======== Material for this task
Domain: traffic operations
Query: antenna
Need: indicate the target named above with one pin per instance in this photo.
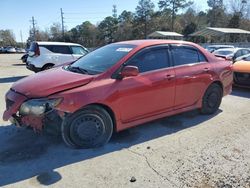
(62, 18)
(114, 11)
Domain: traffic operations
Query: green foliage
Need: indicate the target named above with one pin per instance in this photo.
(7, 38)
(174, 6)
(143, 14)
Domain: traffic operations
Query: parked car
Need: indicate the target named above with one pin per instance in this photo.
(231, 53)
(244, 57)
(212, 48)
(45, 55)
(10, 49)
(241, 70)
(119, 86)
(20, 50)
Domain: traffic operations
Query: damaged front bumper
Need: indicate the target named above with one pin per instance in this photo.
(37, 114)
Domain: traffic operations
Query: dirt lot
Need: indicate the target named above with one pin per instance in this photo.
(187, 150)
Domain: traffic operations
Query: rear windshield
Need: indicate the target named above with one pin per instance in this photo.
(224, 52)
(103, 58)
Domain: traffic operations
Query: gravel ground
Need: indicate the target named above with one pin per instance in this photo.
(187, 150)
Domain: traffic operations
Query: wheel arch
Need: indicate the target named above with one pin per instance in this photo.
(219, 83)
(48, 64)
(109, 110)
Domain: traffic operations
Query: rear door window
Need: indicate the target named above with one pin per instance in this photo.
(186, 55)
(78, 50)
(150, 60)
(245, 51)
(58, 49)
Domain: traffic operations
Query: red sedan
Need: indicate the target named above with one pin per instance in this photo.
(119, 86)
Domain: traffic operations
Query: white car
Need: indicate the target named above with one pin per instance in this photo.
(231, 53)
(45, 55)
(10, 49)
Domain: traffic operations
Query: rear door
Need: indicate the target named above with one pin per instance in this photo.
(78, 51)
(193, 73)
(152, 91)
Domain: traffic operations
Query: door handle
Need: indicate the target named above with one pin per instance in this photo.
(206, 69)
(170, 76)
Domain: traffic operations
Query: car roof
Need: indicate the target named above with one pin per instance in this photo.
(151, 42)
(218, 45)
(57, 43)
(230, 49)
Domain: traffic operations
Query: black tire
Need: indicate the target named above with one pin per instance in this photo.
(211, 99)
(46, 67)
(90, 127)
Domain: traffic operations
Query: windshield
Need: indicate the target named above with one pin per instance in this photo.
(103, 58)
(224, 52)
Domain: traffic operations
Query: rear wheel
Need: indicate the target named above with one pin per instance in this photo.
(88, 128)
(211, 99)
================
======== Material for this task
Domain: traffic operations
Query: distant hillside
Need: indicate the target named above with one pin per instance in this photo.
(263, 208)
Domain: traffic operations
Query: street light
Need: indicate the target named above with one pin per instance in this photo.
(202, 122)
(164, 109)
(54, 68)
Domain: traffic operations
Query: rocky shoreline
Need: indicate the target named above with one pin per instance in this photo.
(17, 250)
================
======== Material for this task
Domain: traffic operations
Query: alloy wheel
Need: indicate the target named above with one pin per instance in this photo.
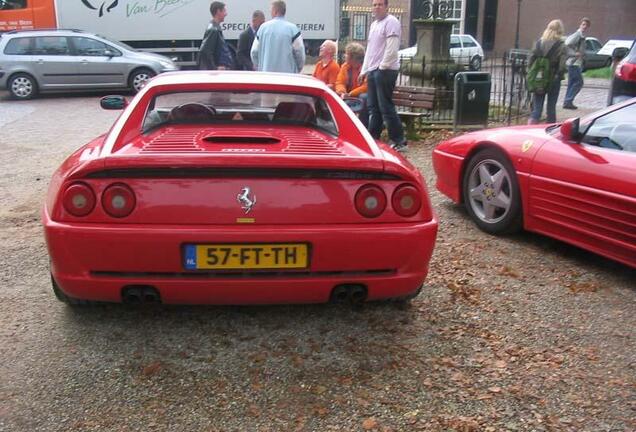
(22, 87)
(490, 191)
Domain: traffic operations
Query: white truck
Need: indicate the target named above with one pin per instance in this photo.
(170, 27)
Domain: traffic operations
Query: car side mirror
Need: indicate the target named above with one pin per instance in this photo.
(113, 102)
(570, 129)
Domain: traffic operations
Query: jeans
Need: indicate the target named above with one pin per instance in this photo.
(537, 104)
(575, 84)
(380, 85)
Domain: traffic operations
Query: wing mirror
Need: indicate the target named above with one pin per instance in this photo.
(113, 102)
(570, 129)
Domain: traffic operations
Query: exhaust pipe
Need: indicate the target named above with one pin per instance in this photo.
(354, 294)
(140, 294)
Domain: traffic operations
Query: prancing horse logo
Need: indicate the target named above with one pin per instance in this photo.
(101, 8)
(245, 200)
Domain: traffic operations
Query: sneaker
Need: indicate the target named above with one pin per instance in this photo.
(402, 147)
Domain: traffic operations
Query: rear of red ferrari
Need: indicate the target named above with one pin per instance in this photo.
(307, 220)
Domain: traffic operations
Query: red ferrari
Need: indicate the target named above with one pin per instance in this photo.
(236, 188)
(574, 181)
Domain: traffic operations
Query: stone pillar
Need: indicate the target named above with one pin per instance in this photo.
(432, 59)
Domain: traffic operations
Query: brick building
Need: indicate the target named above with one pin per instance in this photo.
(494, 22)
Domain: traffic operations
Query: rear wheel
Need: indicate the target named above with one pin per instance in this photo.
================
▶ **What is needed**:
Locate the lines above that hold the word "ferrari". Show every one of them.

▶ **Your solution**:
Query: rear of red ferrari
Query: red ferrari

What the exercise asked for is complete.